**PROBLEMS TO WORK ON**
a) List every dollar amount that appears in the passage about the subsidy bill below.
b) Write out word for word the part of the passage about the subsidy bill below starting with "These deductions will" and going on through "bill is enacted.".

**GIVEN TEXT**
══════════

Businesses favored by this bill get the best of both worlds. The subsidies both are excluded from taxable income and can be used to generate a tax deduction.
So, since the subsidies are already not taxed, the deduction claimed for spending them would naturally be used to cover other revenue.
These deductions will serve as tax shelters shielding profits from taxation for subsidized companies. That’s not exactly the grants to struggling businesses that the bill supporters purport to offer.
4) A 1,460-Day Emergency
The bill extends and creates several periods during which recipients of the bill’s subsidies can spend the funds. Those periods extend from the start of the pandemic in early 2020 into March of next year and beyond.
The bill gives the federal government the ability to set the end of those periods out to a full two years after the bill is enacted.
Despite the subsidies being nominally tied to 2020, companies will have until mid-2024 to spend them—a minimum of a 1,460-day period to use the so-called emergency supports.
5) Lack of Offsetting Spending Cuts
Even before the pandemic, the federal budget was on an unsustainable path. The excessive government spending hurts our economy by diverting people’s money at the whims of politicians and bureaucrats.
Our fiscal situation was worsened even further by Congress injecting trillions of new government spending into the economy, driving up the national debt by nearly $7 trillion in the past two years alone.
Congressional fiscal rules are meant to stop the government from continuously reaching into our wallets. The frequent bypassing of those rules has placed us in the economic situation we’re in; namely, more than $30 trillion in debt (more than $230,000 per household) with the Fed’s printing presses sending us to 40-year-high levels of inflation.
The fiscal rules would require spending in this bill to either be offset or for events that are “unforeseen, unpredictable, and unanticipated.” Subsidies given out more than two years after the start of the pandemic and that will be available for two more years are none of those things.
Neither is this bill offset in any substantive way.
So, instead of respecting the rules and taxpayers, the bill waives those rules by designating itself as carrying “emergency spending.”

══════════

**AVAILABLE DATA**
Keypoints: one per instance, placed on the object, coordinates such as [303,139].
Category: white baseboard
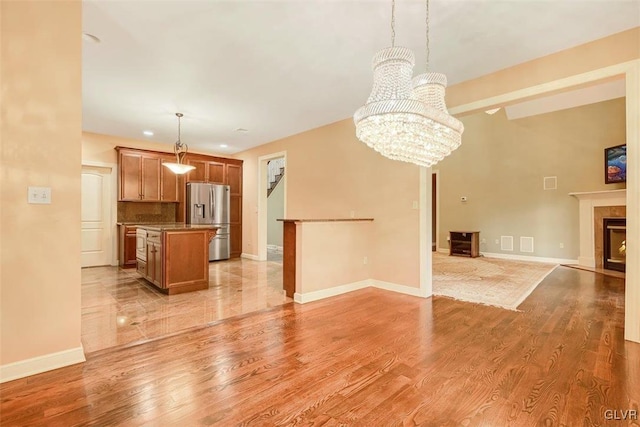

══════════

**ANSWERS**
a)
- $7 trillion
- $30 trillion
- $230,000

b)
These deductions will serve as tax shelters shielding profits from taxation for subsidized companies. That’s not exactly the grants to struggling businesses that the bill supporters purport to offer.
4) A 1,460-Day Emergency
The bill extends and creates several periods during which recipients of the bill’s subsidies can spend the funds. Those periods extend from the start of the pandemic in early 2020 into March of next year and beyond.
The bill gives the federal government the ability to set the end of those periods out to a full two years after the bill is enacted.